### What is needed
Without skipping anything, transcribe the listing that follows.

####################

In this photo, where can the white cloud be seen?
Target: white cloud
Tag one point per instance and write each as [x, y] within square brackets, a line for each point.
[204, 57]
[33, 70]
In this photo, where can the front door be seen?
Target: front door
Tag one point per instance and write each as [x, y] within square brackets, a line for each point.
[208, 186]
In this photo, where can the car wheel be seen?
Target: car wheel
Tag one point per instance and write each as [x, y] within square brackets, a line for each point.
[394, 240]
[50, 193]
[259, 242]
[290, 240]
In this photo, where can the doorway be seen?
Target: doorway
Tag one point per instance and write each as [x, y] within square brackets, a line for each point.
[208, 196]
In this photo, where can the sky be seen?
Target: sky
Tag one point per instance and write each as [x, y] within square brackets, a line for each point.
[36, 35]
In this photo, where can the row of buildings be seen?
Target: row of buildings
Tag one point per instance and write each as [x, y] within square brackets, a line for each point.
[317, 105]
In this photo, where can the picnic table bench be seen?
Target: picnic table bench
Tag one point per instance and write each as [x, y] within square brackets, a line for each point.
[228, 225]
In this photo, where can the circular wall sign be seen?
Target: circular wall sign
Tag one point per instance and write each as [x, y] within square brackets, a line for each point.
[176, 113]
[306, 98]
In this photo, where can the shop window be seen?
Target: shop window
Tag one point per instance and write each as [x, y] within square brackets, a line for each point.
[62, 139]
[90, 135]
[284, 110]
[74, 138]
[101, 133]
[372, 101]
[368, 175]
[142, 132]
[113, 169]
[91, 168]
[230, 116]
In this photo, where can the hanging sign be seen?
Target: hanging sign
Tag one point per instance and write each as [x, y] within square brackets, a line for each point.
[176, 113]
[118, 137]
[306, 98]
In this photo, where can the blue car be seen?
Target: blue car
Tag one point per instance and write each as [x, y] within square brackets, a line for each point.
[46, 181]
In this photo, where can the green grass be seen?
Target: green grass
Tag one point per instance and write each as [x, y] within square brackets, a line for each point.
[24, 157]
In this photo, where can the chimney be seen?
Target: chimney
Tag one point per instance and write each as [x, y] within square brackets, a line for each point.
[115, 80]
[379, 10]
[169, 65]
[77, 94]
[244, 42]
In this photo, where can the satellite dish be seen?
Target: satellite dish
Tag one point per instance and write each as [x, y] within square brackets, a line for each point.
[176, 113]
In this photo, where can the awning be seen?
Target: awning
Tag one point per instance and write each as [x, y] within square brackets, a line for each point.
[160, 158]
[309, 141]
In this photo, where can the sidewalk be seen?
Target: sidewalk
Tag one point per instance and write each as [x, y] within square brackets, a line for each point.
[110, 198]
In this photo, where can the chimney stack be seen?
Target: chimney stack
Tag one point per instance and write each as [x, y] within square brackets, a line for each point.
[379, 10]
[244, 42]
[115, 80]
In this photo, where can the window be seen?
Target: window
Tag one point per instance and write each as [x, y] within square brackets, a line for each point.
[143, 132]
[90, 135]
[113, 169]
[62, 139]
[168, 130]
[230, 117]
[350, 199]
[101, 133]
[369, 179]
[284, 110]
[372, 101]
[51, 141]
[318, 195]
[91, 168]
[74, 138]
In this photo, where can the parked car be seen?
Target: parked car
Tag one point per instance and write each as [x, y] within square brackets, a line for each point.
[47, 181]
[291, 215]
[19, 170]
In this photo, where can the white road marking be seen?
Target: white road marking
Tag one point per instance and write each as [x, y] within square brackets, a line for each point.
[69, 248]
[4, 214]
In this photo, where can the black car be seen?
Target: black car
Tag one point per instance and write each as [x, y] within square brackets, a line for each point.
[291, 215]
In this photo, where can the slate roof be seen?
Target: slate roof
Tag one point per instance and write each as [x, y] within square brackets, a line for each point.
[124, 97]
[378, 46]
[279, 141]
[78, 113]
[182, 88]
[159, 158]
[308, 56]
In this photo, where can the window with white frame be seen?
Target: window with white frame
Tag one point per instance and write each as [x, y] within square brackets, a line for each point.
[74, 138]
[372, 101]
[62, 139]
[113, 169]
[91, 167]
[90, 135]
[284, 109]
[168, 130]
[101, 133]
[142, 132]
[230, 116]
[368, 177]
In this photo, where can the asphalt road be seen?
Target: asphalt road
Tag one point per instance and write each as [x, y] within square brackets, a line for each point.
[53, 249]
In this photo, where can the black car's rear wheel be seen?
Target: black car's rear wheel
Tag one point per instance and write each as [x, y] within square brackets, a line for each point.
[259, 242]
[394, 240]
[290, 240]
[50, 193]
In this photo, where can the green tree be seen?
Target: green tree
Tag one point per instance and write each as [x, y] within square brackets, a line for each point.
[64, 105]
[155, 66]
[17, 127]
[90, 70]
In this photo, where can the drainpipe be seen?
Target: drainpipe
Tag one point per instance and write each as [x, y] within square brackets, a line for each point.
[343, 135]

####################

### Answer space
In this photo, where can the white cloud be seen?
Target: white cloud
Tag one point per instance and write each as [x, y] within square brackets, a line for each point.
[204, 57]
[33, 70]
In this photo, where can the front door be seen?
Target: front door
Tag one point per instance and write each as [x, y] within square brackets, a line for each point.
[208, 186]
In this photo, where can the car wheel be seen?
Target: car wheel
Tag one point per instance and write each as [x, y] within square brackets, a line for each point.
[394, 240]
[50, 193]
[259, 242]
[290, 240]
In this photo, where can the doorway be seen?
Target: doorway
Tag one point per instance and write each as [x, y] within square brackets, a line for each point.
[208, 196]
In this photo, where can the sky be seen?
Target: sky
Tag one point per instance and write each as [x, y] within square brackets, a line for each point.
[36, 35]
In this photo, where can the row of buildings be seen?
Target: row of buildings
Tag one point per instance and write each as [x, y] within square brackets, a line for each point.
[317, 105]
In this photo, where can the picnic table bench be seen?
Target: picnic table bench
Tag one point per instance and write each as [x, y] within square brackets, a line for each point.
[228, 225]
In this photo, where can the circular wall sign be seen?
Target: circular wall sign
Tag one point per instance and write each as [x, y] within square brackets, a line for each point.
[176, 113]
[306, 98]
In this photo, where can the shop window be seen?
Target: shop window
Tag one point per instance and write each as [x, y] within square brackets, a line for each point.
[62, 139]
[90, 135]
[284, 110]
[74, 138]
[101, 133]
[372, 101]
[368, 175]
[142, 132]
[113, 169]
[91, 168]
[230, 116]
In this photo, where can the hanging sign be seen?
Target: hanging sign
Tag one point per instance and write each as [x, y] within square brackets, a line for each point.
[176, 113]
[118, 137]
[306, 98]
In this photo, where can the blue car be seen?
Target: blue car
Tag one point per instance and write each as [x, y] within square brackets, a line for each point.
[46, 181]
In this photo, where can the green grass be seen?
Target: green grass
Tag one point per instance and write each as [x, y] within square brackets, a line for each point.
[24, 157]
In this photo, where can the chimney be seen?
Target: chimney
Tag one point per instance and write each as [x, y] within square brackets, a line for each point.
[115, 80]
[379, 10]
[169, 65]
[77, 94]
[244, 42]
In this photo, where can the satellite dish be seen?
Target: satellite dish
Tag one point per instance and write each as [x, y] within square brackets, a line for each point.
[176, 113]
In this photo, where can the awning be seen?
Target: awning
Tag one point per instance and write each as [x, y] within square brackets, a line for each point.
[160, 158]
[309, 141]
In this photo, where can the sidewalk be seen?
Target: sidewalk
Tag one point per instance and write each as [x, y] within square brackets, a line for each point.
[110, 198]
In this photo, where can the chimney stack be seen?
Target: chimney stack
Tag one point per instance and write each as [x, y] within square brackets, a line for each point.
[379, 10]
[244, 42]
[115, 80]
In this photo, where can the window be seen?
Target: window
Tag one point per instance and write each as [x, y] within square brackets, a line for each point.
[143, 132]
[90, 135]
[113, 169]
[62, 139]
[168, 130]
[230, 117]
[350, 199]
[101, 133]
[369, 179]
[284, 110]
[372, 101]
[51, 141]
[318, 195]
[91, 168]
[74, 138]
In this photo, where can the parked car be seen?
Target: parked car
Tag one point per instance and write each as [x, y] within square brackets, a line for each point.
[47, 181]
[291, 215]
[19, 170]
In this photo, where can the white road marking be seen?
Target: white road marking
Tag one point per instance and write each as [x, y] within square brackets, a line for each point.
[69, 248]
[4, 214]
In this photo, where can the black car be seen?
Target: black car
Tag one point per instance and write each as [x, y] within square brackets, a line for each point.
[291, 215]
In this photo, where can the slate roof be seen?
Target: slate roof
Tag one point per instance and write each as [x, y] within square brackets, a line for each point.
[124, 97]
[378, 46]
[279, 141]
[78, 113]
[182, 88]
[159, 158]
[308, 56]
In this photo, where can the window with white frame be seen?
Target: window with white frame
Tag one point per instance and write each as [x, y] within square brackets, a line for each point.
[74, 138]
[372, 101]
[62, 139]
[113, 169]
[91, 167]
[90, 135]
[284, 109]
[168, 130]
[101, 133]
[142, 132]
[230, 116]
[368, 177]
In this photo, where can the asphalt road be seen?
Target: asphalt road
Tag one point per instance and write each as [x, y] within square brackets, a line for each point.
[53, 249]
In this photo, where can the black car's rear wheel be seen?
Target: black car's rear wheel
Tag one point per instance and write each as [x, y] within square brackets, a line for each point.
[259, 242]
[394, 240]
[290, 240]
[50, 193]
In this photo, where can the green tree be seen?
Target: green tree
Tag one point per instance and write each as [x, y] within square brackets, a line for each point.
[64, 105]
[155, 66]
[17, 127]
[90, 70]
In this photo, where can the drainpipe be seen?
Target: drainpipe
Tag one point per instance and write each as [x, y] within square brackets, a line for each point.
[343, 135]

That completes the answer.